Stated exercise>
Your task is to print all of the material verbatim.

Object position labeling entries>
# # # # # # #
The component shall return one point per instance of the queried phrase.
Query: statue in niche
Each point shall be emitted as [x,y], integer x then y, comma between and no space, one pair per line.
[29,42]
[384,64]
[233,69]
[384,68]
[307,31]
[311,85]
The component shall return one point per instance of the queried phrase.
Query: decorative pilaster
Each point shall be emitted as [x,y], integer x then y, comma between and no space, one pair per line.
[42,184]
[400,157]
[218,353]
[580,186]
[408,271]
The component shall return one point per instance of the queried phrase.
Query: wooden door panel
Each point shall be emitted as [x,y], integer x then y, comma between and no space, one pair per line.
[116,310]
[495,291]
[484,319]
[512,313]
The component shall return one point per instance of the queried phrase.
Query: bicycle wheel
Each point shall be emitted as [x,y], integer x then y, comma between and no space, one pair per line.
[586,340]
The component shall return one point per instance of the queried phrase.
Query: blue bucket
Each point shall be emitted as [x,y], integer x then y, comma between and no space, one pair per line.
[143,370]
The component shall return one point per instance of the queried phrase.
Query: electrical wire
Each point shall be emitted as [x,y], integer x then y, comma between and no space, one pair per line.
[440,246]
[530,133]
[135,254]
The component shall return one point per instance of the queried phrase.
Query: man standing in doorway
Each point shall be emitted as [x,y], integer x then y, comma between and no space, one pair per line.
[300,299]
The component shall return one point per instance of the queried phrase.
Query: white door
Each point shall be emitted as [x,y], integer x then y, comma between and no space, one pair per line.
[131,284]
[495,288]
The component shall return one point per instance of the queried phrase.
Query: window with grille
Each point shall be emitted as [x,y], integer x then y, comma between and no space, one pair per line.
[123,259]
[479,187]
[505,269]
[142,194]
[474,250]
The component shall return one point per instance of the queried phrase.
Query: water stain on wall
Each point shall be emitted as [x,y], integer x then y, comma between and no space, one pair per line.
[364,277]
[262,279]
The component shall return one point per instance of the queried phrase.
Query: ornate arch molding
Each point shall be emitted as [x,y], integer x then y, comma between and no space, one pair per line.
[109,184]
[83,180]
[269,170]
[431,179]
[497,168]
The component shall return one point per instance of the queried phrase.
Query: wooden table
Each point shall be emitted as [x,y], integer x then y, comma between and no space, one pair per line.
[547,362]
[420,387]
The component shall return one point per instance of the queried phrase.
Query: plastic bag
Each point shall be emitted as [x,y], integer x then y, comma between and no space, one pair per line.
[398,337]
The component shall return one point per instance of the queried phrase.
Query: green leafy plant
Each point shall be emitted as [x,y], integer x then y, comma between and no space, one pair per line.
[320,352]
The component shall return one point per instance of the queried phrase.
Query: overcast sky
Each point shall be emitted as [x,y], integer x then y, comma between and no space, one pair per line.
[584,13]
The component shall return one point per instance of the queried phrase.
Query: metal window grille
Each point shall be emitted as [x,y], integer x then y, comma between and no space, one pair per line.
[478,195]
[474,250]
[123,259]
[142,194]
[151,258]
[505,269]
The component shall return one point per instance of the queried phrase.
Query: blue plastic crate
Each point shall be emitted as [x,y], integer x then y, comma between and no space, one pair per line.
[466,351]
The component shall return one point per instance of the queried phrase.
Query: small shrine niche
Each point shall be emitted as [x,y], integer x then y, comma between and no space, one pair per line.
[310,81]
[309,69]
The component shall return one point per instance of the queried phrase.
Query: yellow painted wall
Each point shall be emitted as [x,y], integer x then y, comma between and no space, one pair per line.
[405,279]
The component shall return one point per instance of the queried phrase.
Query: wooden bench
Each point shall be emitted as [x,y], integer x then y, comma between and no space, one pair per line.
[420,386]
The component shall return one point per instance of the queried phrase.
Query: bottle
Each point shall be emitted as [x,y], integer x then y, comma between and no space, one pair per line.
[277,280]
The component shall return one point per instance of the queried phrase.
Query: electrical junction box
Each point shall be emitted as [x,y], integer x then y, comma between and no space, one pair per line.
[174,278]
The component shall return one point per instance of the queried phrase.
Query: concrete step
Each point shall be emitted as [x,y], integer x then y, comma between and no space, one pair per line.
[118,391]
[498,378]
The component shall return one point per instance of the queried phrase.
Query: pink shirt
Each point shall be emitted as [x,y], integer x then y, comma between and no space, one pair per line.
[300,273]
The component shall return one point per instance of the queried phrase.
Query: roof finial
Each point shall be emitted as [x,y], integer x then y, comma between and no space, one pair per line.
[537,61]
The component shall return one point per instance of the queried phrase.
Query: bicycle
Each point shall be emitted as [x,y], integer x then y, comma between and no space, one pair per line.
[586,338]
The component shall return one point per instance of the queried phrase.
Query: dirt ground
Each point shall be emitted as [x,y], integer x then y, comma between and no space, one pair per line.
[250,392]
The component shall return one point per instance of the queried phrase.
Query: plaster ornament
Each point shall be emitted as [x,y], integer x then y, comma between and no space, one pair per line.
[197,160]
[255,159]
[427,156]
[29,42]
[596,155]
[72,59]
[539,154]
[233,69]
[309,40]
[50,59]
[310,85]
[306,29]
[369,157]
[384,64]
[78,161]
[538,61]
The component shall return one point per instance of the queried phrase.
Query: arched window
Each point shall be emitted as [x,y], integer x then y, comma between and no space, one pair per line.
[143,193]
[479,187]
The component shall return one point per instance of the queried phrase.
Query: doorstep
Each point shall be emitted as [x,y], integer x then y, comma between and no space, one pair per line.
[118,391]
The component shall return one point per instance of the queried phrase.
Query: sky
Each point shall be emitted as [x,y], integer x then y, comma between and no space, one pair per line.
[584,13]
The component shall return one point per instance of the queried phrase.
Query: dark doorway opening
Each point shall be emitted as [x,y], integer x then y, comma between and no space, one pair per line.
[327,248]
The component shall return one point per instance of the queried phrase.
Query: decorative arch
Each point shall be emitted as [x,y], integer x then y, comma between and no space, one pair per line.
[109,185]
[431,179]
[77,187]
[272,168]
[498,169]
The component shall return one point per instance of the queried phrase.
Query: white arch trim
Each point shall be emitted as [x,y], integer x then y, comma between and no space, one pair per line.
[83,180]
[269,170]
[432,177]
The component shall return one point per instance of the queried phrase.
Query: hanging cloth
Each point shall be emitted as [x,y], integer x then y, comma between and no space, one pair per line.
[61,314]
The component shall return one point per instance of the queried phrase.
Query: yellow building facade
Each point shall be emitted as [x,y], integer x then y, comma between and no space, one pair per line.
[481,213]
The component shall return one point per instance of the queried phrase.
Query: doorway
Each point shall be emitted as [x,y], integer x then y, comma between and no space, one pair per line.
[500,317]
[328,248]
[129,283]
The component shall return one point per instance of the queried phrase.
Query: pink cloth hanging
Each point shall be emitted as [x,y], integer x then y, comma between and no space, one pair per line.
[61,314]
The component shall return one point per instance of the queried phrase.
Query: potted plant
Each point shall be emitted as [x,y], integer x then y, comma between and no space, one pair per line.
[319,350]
# # # # # # #
Full response>
The component shall return one point per instance of the queried phrase.
Query: statue in niche
Each point shall be emitted as [x,y], integer x then y, comma between and no space, one pair per line.
[29,42]
[384,64]
[233,69]
[384,68]
[307,31]
[311,85]
The component shall return one point per instance of the queried phrase.
Query: decorative pilaster
Each point shall be emitted as [x,y], integer x then y, comma between and no space, one pair per line.
[42,184]
[400,157]
[218,353]
[580,186]
[408,271]
The component shall return one point per instance of the queried phrase.
Query: wooden door panel
Each point shall be emitted as [x,y], integer x then y, comma between and no space, one pair per line.
[116,310]
[495,291]
[484,319]
[512,313]
The component shall return one point per instance of the queried phrase.
Query: bicycle wheel
Each point shall be emitted as [x,y], integer x then y, comma between and no space, one pair per line.
[586,340]
The component shall return one point per instance of the queried phrase.
Query: blue bucket
Each point shall be emitted as [x,y], integer x then y, comma between and no space, one pair per line.
[143,370]
The component shall return one point per instance of the queried phrase.
Query: electrical wire
Each point shall be emitted as [x,y], integer x then y, comma between and no space, one pair per line.
[440,246]
[530,133]
[135,254]
The component shall return one point per instance of the queried phrase.
Query: man standing in doorway
Each point shall be emitted as [x,y], integer x then y, comma between and no space, one pair per line.
[300,299]
The component shall return one point per instance of the queried phrase.
Query: white door
Each point shall be emitted as [x,y], integer x then y, comma between and no space, one pair per line.
[131,284]
[495,288]
The component shall return one point per instance of the queried phrase.
Query: window with grille
Each point shall be emitted as [x,y], integer x then y, comma between and no space, one pair per line.
[123,259]
[479,187]
[505,269]
[142,194]
[474,250]
The component shall return one point per instance of the queried phrase.
Query: water stain on wall
Each point shall be emitted as [x,y], integer x then y, comma between and no space, one pair per line.
[364,277]
[262,279]
The component shall return one point per instance of the queried phrase.
Query: ornate arch molding
Each point shall be emitted as [x,y], integer x then y, comma between and no space, one pair per line.
[109,184]
[83,180]
[269,170]
[431,179]
[497,168]
The component shall return one point per instance of the queried phrase.
Query: wooden table
Each point shall be emitted as [x,y], integer x then y, comma between and no space, one pair per line.
[547,362]
[420,387]
The component shall return one point per instance of the queried phrase.
Query: plastic bag
Each point shall be emitted as [x,y], integer x then y, comma between and no space, one pair per line.
[398,337]
The component shall return one point per instance of the queried phrase.
Query: green leafy plant
Each point shall be emitted as [x,y], integer x then y, comma between and no space, one pair per line.
[320,352]
The component shall return one point per instance of the queried phrase.
Query: overcast sky
Each point shall be emitted as [x,y], integer x then y, comma between and no space, one pair per line.
[584,13]
The component shall return one point per instance of the queried phrase.
Query: metal window grille
Each point shall be emitted as [x,y], integer x then y, comma between and no space, one pair per line.
[478,195]
[474,250]
[123,259]
[142,194]
[151,258]
[505,269]
The component shall return one point per instance of the queried phrase.
Query: blue plastic crate
Each point shall be emitted as [x,y], integer x then y, comma between and no space, one pair per line.
[466,351]
The component shall return one point per instance of the queried phrase.
Query: small shrine niche
Each point shall be emitted as [x,y], integer x then y, comma between and no space, one pair per line.
[310,81]
[309,69]
The component shall return one point per instance of the queried phrase.
Query: yellow painted wall
Each point shall be emitted as [x,y], integer x then y, comma between and no space, one pair per line.
[405,279]
The component shall return one point per instance of the queried phrase.
Query: wooden bench
Each point shall be emitted as [x,y], integer x then y, comma between and no space, one pair per line.
[420,386]
The component shall return one point per instance of the queried phrase.
Query: bottle
Each point shall be emitted as [x,y], integer x then y, comma between and no space, one pair per line.
[277,280]
The component shall return one point per instance of the queried phrase.
Query: electrical junction box
Each point shall be emitted as [x,y], integer x then y, comma between and no space, one pair per line.
[174,278]
The component shall return one point per instance of the queried phrase.
Query: concrete step
Each point shall be emitted as [x,y], integer x then y, comma between and no space, one pair per line.
[118,391]
[498,378]
The component shall return one point per instance of the queried phrase.
Query: pink shirt
Each point shall be emitted as [x,y], integer x then y, comma between and no space, one pair per line.
[300,273]
The component shall return one point per instance of the queried phrase.
Query: roof finial
Each point shall be emitted as [x,y], integer x then y, comma between and no space, one pair per line.
[537,61]
The component shall return one point per instance of the queried phrase.
Query: bicycle
Each point shall be emitted as [x,y], integer x then y, comma between and no space, one pair per line.
[586,338]
The component shall return one point per instance of the queried phrase.
Query: dirt ground
Each point shall be emitted as [x,y], integer x then y, comma between and no space, one pair per line.
[250,392]
The component shall return one point per instance of the queried phrase.
Query: plaster ornament
Each point shall be emitted as [x,y], integer x then y, comma between and no space, one pair per line.
[197,160]
[255,159]
[427,156]
[29,42]
[596,155]
[72,59]
[539,154]
[233,69]
[309,40]
[50,59]
[310,85]
[306,29]
[369,157]
[384,64]
[78,161]
[538,61]
The component shall return one point per instance of the queried phrase.
Query: arched window
Each point shall be emitted as [x,y], integer x then y, comma between and no space, one pair per line.
[143,193]
[479,187]
The component shall return one point per instance of the queried phrase.
Query: doorstep
Each point shall be emitted as [x,y], integer x then y, comma between and no space, one pair per line.
[118,391]
The component shall return one point per instance of the queried phrase.
Query: sky
Each point shall be emitted as [x,y], integer x then y, comma between and no space, one pair per line.
[584,13]
The component shall return one point per instance of the queried phrase.
Query: dark doorway opening
Each point shall be emitted as [x,y], integer x then y, comma between and no space, one pair per line.
[327,248]
The component shall return one point per instance of the queried phrase.
Query: decorative arch
Each point shall be emitted as [x,y], integer x then y, comma between and no space, one pair per line.
[109,185]
[431,179]
[77,187]
[272,168]
[498,169]
The component shall return one point per instance of the queried phrase.
Query: white arch trim
Each point shall be emitted as [x,y], integer x then y, comma between and no space, one pair per line.
[83,180]
[269,170]
[432,177]
The component shall return one point per instance of the queried phrase.
Query: hanging cloth
Each point shall be emitted as [x,y], integer x then y, comma between and no space, one pair per line.
[61,314]
The component shall return one point per instance of the queried phrase.
Query: yellow building facade
Each point shall be emitted as [x,y], integer x then y, comma between and no space, one pair per line.
[481,213]
The component shall return one point per instance of the queried phrase.
Query: doorway
Each point shall be emitted as [x,y], integer x then y, comma between and no space, one pair per line.
[500,317]
[328,248]
[129,283]
The component shall return one point per instance of the queried phrase.
Query: pink cloth hanging
Each point shall be emitted as [x,y], integer x then y, comma between and no space, one pair per line.
[61,314]
The component shall return one point per instance of the queried phrase.
Query: potted plant
Each point shall be emitted as [x,y], integer x then y, comma between and no space, one pair per line.
[319,350]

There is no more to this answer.